▶ _Do this_: Repeat every line of the records below word for word, but leave out the pictures.

— start Records to process —

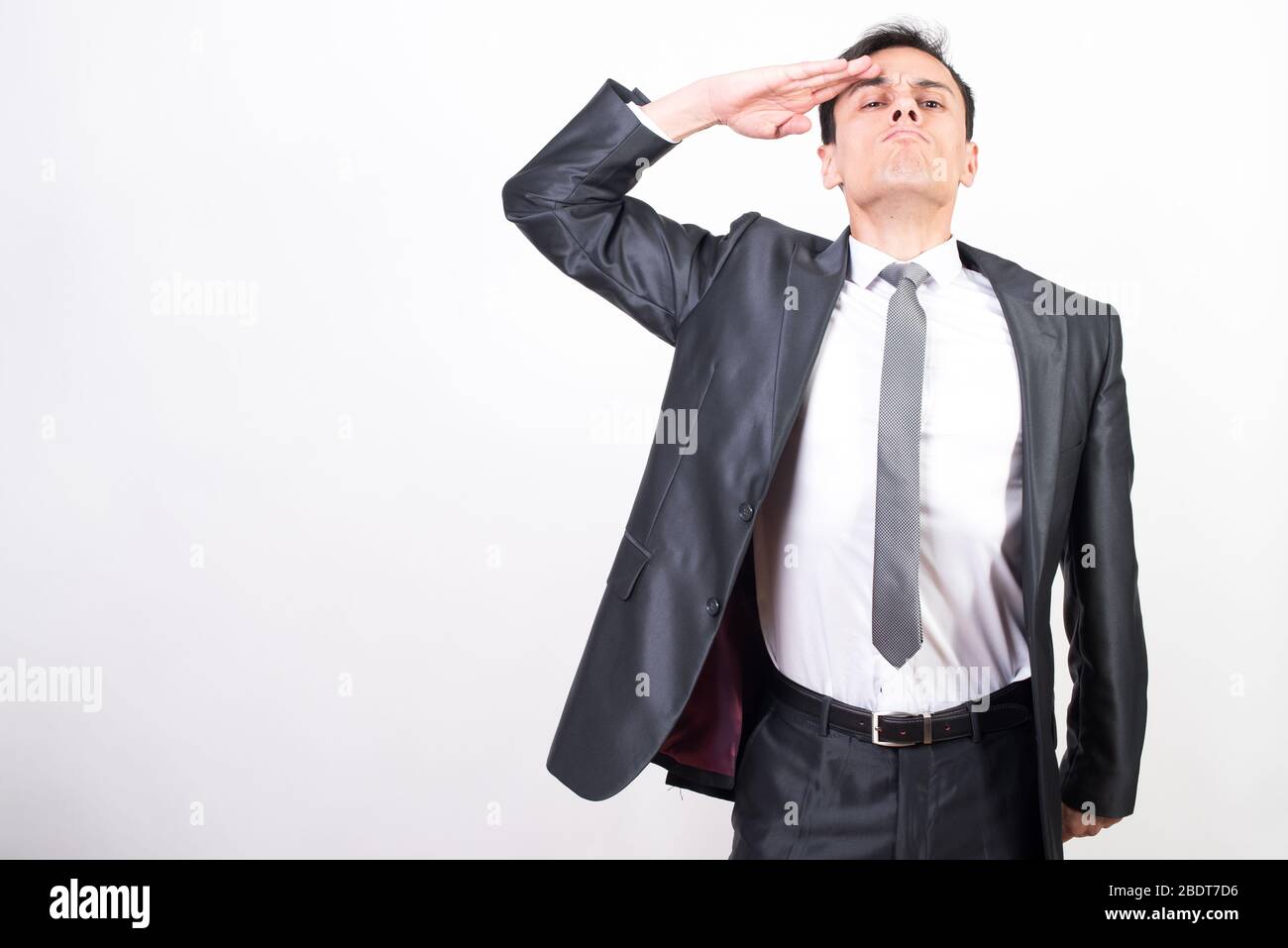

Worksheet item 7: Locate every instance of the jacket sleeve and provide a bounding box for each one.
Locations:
[501,78,759,345]
[1060,306,1147,816]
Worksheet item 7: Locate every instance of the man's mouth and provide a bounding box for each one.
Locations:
[881,129,926,142]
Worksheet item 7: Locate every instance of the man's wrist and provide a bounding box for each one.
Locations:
[640,80,718,142]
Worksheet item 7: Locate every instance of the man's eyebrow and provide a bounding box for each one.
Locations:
[836,76,953,99]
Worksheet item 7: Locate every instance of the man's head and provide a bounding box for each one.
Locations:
[818,21,979,215]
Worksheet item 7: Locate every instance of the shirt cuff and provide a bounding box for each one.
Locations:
[626,102,680,145]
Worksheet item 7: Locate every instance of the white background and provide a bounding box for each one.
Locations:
[0,0,1288,858]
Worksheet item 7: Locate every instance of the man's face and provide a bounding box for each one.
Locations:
[818,47,979,207]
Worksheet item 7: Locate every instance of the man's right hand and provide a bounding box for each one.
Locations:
[643,55,881,141]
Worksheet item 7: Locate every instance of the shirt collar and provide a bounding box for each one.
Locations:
[846,235,962,287]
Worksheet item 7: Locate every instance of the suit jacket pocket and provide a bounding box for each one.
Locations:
[608,532,653,599]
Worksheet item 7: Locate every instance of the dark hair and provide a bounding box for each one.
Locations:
[818,20,975,145]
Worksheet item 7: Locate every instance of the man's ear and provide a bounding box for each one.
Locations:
[818,143,845,190]
[961,142,979,188]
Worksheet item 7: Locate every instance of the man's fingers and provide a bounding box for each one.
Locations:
[810,76,859,106]
[783,58,849,82]
[786,55,872,87]
[778,115,810,138]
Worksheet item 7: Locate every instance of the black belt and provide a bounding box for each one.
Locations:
[769,664,1033,747]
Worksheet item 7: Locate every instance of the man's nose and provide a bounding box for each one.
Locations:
[890,90,921,125]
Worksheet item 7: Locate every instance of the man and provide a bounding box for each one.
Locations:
[503,23,1146,859]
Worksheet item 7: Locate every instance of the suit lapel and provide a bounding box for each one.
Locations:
[957,241,1069,642]
[767,227,1068,638]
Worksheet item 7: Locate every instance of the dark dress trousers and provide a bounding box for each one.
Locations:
[502,78,1146,859]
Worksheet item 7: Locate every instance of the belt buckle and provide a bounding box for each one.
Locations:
[872,711,931,747]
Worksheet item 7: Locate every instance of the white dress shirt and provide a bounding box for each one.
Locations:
[628,103,1030,713]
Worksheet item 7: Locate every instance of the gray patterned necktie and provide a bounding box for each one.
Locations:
[872,263,930,669]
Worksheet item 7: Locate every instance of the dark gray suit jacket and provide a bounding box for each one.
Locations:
[502,78,1146,859]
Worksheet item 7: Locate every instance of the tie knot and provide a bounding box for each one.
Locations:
[881,263,930,288]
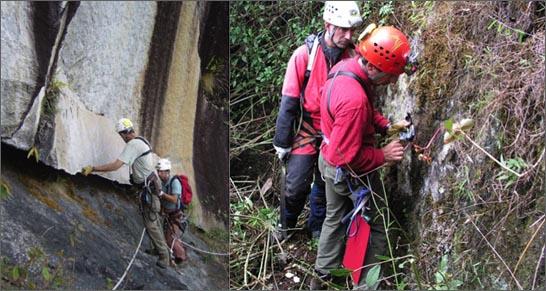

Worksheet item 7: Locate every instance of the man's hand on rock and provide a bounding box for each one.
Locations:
[81,165,93,176]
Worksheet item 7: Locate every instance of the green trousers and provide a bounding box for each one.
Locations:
[141,173,170,265]
[315,155,387,288]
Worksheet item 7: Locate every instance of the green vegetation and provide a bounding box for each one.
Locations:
[230,1,546,290]
[0,247,73,290]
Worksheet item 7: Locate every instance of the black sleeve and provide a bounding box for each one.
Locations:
[273,96,300,148]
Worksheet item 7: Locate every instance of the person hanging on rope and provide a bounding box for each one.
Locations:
[156,159,186,264]
[273,1,362,240]
[81,118,170,268]
[311,24,417,290]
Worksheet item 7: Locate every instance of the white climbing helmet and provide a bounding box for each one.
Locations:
[155,159,171,171]
[116,118,133,132]
[323,1,362,28]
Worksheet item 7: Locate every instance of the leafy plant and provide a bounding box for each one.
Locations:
[429,255,463,290]
[366,265,381,290]
[0,247,67,289]
[495,155,528,187]
[27,146,40,163]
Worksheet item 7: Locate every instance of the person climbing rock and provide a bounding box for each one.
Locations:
[82,118,170,268]
[273,1,362,240]
[311,24,416,289]
[156,159,186,264]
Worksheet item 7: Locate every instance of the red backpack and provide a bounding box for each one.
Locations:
[169,174,193,208]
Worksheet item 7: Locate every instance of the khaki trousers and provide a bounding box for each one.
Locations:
[315,155,387,288]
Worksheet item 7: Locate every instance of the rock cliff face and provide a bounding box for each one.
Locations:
[1,2,228,229]
[0,2,228,289]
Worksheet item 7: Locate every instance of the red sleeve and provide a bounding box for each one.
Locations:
[373,108,389,134]
[282,45,309,98]
[329,107,385,173]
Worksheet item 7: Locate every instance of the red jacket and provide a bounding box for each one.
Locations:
[321,57,389,174]
[273,36,351,154]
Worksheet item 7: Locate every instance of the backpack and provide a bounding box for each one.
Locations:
[169,174,193,209]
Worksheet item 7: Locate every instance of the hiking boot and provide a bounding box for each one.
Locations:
[309,277,328,290]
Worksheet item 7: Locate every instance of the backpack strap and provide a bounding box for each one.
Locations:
[167,175,184,209]
[294,34,320,141]
[326,68,370,120]
[135,136,152,160]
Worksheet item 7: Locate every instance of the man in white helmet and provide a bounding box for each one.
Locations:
[82,118,170,268]
[155,159,186,264]
[273,1,362,239]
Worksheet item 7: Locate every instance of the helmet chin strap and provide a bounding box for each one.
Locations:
[328,26,344,50]
[322,27,345,64]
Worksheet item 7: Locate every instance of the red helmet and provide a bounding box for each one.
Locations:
[357,24,410,75]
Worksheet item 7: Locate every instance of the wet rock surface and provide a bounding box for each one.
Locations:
[0,145,228,290]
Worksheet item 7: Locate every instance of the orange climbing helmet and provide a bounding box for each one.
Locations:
[357,23,417,75]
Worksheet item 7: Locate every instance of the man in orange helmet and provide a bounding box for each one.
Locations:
[311,24,416,289]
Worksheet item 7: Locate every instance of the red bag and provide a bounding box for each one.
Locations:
[171,174,193,208]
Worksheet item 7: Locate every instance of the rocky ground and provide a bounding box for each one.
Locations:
[0,145,228,290]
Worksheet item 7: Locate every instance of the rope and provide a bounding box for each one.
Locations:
[178,239,229,256]
[112,228,146,290]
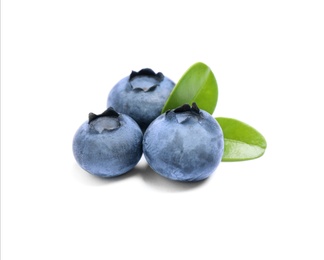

— end Records to process —

▶ _Output below_:
Worksheet item 7: Locate every instance of the jacket sleeve and provide a bounding box for each one.
Locations:
[501,78,759,345]
[1060,306,1147,816]
Worksheet item 7: Locate every instance of the man's mouth and provide a bounding box for each one.
Locations:
[881,129,926,142]
Worksheet item 7: Locate every instance of the man's wrist and provide a bounding box for each one.
Locations:
[640,80,718,142]
Worksheet item 7: Locate every instance of the man's eyebrow and provide a bounding box for each one.
Locations:
[836,76,953,99]
Worksheet item 7: Locate every instance of the man's head and provide a bounding box for each one.
Locations:
[818,21,979,215]
Worksheet item 7: Locate every instance of the shirt cuff and provide a bounding box for each one.
Locations:
[626,102,680,145]
Worksheet item 7: Locate every instance of the white background and provide a bounding box for each one.
Locations:
[0,0,1288,858]
Worksheet item 7: Locate every instance of the man's face and provide a bounding box for each one.
Locations:
[818,47,979,207]
Worksheet item 7: Locate every instance of the man's right hand and provide a bounding box for each one.
Locations:
[643,55,881,141]
Worksheet item 7: Locate every instance of the shirt collar and provide a bounding box for each one.
Locations:
[846,235,962,287]
Worksheet item 7: Locate every instance of the suit jacket pocket and provide a bounding box for each one.
Locations:
[608,532,653,599]
Worksheet item 7: Locate every instance of the dark hair and provide a bounding box for each one.
Locations:
[818,20,975,145]
Worksheet item 7: Locate every instance of the man's ear and provide a bounding box for each one.
Locations:
[818,143,845,190]
[961,142,979,188]
Worksheet item 7: Locate every instance of the man's fingers and provide a bounding box for each one.
Locations:
[810,76,859,106]
[783,58,849,82]
[786,55,872,87]
[778,115,810,138]
Worksheet item 7: Locate every instance of the black belt and provide a bounding box for each one.
Locations:
[769,664,1033,747]
Worksheet item 7: Locate every instance of the man's nose and provide a bounding box for each one.
Locations:
[890,90,921,125]
Worksheet item 7: Locate every instance of the man and provide a bounding box for each one.
Locations:
[503,23,1146,859]
Worksheet item 7: Locate every instance of the suit lapel and provide a bounding box for each one.
Locations:
[957,241,1069,642]
[767,227,1068,638]
Worksheet item 7: Locate every instance of the dark dress trousers and provide a bounding box for each one.
Locations:
[502,78,1146,859]
Worksheet item 7: Locate every instance of the belt buckle and provide a bounding box for each one.
Locations:
[872,711,931,747]
Worksheet item 7: Locate every instance of the white dress shirt and provide a bounding box for each one.
Locations:
[628,103,1030,713]
Worksheet item 7: Locate every instance of the gray patterned necktie and provide a bounding box for each one.
Locations:
[872,263,930,669]
Worksheet item 7: Locate every instance of the dark gray suit jacket and provide a bounding box for each one.
Locations:
[502,78,1146,859]
Worksheet item 7: Locate every instance of the tie knot and provide a bounding box for each one.
Locations:
[881,263,930,288]

Worksheet item 7: Locate every instance of the man's hand on rock and provide a bounding box for each one.
Locations:
[81,165,93,176]
Worksheet item 7: Locate every instance of the green trousers and provide a bounding box for each one.
Locations:
[141,173,170,265]
[315,155,387,288]
Worksheet item 7: Locate every instance of the green vegetation and provide a bounding box for each one.
Locations:
[230,1,546,290]
[0,247,73,290]
Worksheet item 7: Locate every instance of the black sleeve and provide a bounding box for each one.
Locations:
[273,96,300,148]
Worksheet item 7: Locate every instance of the person hanging on rope and provide a bounding box for each one.
Locations:
[156,159,186,264]
[273,1,362,240]
[81,118,170,268]
[311,24,417,290]
Worksheet item 7: Locate every instance of the white climbing helmet and provide a bounding box for each one.
Locations:
[155,159,171,171]
[116,118,133,132]
[323,1,362,28]
Worksheet item 7: Locate every instance of the leafy plant and provide a bounding box for each one.
Locations:
[429,255,463,290]
[366,265,381,290]
[0,247,67,289]
[495,155,528,187]
[27,146,40,163]
Worksheet item 7: Locate every instance of the person climbing rock and provide a bounding box for each one.
Locations:
[82,118,170,268]
[273,1,362,240]
[311,24,416,289]
[156,159,186,264]
Worksheet item 7: Locate every instance of the red backpack and provide a bounding box for each one.
Locations:
[169,174,193,208]
Worksheet item 7: Locate every instance of the khaki trousers and provide a bounding box for each one.
Locations:
[315,155,387,288]
Worksheet item 7: Locate every instance of the rock cliff face and provide a bounding box for each one.
Locations:
[1,2,228,229]
[0,2,228,289]
Worksheet item 7: Locate every instance of the red sleeve and provide a bounding box for each one.
Locations:
[373,108,389,134]
[282,45,309,98]
[329,107,385,173]
Worksheet item 7: Locate every instance of the red jacket and provide a bounding box for each one.
Locations:
[321,57,389,174]
[273,36,351,154]
Worksheet item 7: Locate every instance of the backpack and provide a bounding box for each one.
Locations:
[169,174,193,209]
Worksheet item 7: Locate every instance of the hiking boot and provide a bounding box for each one.
Locations:
[309,277,328,290]
Worksheet item 7: Locate every instance of the backpack strap and provide a bounding box for each one.
Locations:
[167,175,184,209]
[294,34,320,141]
[326,68,370,120]
[135,136,152,160]
Worksheet item 7: Locate every instance of the man in white helmet and provide a bounding box for each one.
Locations:
[82,118,170,268]
[155,159,186,264]
[273,1,362,239]
Worksheet item 7: Locate every instance of the helmet chin strap and provide a bounding box for each one.
Locations:
[328,26,344,50]
[322,27,345,64]
Worksheet item 7: Locate every instance of the red helmet and provide a bounding box for each one.
Locations:
[357,24,410,75]
Worksheet item 7: Locate every instance of the wet rock surface and provide a bounding box for each one.
Locations:
[0,145,228,290]
Worksheet item 7: Locate every instance of the orange climbing helmet and provide a bounding box for each one.
Locations:
[357,23,417,75]
Worksheet item 7: Locate every instance of the man in orange helmet and provide a bounding box for each one.
Locations:
[311,24,416,289]
Worksheet item 7: Locate every instance of the red bag and provide a bounding box for each one.
Locations:
[171,174,193,208]
Worksheet item 7: Locate every instance of the rocky ground and provide a bounding box for each one.
Locations:
[0,145,228,290]
Worksheet item 7: Locate every instance of the rope and provide a bounding box for each one.
Locations:
[178,239,229,256]
[112,228,146,290]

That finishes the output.